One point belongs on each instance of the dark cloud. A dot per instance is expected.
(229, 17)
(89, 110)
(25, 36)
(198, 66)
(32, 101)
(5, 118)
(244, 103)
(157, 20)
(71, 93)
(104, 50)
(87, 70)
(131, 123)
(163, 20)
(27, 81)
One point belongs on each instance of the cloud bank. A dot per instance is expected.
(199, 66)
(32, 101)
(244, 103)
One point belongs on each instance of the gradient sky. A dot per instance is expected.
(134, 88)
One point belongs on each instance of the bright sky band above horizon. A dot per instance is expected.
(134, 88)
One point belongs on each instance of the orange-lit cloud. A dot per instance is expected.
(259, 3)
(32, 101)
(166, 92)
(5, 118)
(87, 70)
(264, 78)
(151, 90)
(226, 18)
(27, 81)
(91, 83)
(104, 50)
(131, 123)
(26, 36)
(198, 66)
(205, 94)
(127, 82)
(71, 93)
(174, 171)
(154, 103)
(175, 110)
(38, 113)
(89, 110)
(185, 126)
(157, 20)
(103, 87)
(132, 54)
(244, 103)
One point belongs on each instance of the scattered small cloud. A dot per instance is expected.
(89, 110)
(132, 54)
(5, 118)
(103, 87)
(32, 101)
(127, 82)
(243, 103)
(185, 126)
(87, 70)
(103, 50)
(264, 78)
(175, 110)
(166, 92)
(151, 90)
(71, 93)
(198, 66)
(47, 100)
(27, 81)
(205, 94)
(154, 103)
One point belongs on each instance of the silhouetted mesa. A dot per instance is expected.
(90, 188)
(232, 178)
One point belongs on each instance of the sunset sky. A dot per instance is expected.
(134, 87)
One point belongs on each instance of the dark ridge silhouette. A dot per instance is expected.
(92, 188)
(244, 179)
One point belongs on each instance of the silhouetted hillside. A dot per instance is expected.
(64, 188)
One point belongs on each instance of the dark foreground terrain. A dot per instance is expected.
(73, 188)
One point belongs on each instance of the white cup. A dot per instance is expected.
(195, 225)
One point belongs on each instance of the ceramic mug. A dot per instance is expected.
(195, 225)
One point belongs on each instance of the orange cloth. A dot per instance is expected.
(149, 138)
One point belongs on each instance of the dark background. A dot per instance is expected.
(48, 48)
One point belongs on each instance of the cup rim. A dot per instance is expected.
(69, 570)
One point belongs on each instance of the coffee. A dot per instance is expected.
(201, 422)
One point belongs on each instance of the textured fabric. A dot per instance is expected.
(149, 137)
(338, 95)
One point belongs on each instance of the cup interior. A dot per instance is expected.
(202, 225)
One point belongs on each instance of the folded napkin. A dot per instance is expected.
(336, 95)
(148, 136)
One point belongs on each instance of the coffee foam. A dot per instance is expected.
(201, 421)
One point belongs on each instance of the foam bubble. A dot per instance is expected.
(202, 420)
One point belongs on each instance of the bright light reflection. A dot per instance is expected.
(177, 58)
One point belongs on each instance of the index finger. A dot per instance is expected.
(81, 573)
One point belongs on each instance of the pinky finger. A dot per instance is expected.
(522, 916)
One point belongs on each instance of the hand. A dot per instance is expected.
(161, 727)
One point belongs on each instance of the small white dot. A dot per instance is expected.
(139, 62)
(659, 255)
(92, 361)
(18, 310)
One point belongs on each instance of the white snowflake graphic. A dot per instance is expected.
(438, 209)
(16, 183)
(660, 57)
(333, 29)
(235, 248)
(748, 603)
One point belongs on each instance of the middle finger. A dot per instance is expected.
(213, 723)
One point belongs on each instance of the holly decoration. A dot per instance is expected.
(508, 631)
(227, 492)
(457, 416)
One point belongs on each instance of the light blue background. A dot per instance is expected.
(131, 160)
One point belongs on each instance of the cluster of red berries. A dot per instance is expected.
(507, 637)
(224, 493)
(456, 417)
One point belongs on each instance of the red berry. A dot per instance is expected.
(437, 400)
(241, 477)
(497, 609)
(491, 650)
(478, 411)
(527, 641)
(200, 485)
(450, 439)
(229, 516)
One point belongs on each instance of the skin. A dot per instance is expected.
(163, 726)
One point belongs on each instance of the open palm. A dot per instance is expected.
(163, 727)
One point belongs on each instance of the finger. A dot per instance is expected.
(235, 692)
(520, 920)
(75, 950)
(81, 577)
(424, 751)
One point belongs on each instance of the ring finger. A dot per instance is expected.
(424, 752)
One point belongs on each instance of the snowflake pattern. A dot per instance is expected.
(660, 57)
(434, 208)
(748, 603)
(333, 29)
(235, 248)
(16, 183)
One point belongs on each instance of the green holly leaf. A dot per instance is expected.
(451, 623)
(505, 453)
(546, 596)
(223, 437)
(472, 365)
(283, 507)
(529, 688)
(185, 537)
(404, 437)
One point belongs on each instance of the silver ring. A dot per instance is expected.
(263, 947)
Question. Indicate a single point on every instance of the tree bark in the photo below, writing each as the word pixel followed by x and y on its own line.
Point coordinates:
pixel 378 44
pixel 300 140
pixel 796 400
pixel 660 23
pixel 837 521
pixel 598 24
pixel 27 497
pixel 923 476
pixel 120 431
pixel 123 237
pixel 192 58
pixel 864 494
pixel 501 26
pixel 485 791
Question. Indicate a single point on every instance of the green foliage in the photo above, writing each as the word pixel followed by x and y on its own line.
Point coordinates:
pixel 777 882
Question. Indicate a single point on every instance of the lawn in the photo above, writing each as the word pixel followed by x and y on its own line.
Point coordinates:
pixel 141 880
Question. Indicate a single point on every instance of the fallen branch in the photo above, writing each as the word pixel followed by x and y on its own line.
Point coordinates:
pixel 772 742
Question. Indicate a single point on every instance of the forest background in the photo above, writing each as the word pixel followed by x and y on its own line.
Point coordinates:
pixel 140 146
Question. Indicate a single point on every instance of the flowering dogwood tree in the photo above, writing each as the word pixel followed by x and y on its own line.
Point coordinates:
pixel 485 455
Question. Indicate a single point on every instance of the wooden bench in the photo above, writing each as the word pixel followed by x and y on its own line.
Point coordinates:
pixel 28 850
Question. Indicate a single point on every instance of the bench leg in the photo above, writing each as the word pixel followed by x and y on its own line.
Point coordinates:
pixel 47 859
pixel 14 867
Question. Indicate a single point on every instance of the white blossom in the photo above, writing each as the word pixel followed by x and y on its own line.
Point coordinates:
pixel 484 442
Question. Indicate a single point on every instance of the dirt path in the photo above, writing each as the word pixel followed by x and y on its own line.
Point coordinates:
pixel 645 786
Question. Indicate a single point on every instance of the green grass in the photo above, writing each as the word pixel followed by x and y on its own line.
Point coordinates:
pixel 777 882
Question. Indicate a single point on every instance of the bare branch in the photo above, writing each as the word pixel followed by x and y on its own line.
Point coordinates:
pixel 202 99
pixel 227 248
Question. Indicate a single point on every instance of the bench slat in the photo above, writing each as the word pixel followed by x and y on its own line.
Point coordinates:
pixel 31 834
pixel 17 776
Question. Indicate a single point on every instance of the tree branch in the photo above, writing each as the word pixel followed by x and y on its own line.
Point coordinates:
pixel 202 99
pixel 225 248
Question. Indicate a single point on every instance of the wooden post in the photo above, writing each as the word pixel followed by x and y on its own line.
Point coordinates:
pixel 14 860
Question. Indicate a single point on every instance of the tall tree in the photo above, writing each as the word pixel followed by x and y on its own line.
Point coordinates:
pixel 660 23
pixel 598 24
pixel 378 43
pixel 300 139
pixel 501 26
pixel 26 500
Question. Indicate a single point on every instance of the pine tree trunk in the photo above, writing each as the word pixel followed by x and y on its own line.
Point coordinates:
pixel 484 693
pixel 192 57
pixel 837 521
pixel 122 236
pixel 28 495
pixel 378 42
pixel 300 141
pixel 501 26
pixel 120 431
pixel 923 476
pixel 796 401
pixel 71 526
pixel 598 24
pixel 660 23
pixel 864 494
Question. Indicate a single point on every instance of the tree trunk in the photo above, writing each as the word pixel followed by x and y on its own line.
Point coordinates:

····················

Read through the data and copy every line where "wooden" shows up.

• [SOLUTION TO THE EXERCISE]:
Question. Indicate a single point on every instance of the wooden bench in the photo above, writing each as the word pixel followed by x and y on its own line.
Question. Indicate a single point on every instance of the wooden post in the photo above, writing each as the word pixel followed by x and y on its own line.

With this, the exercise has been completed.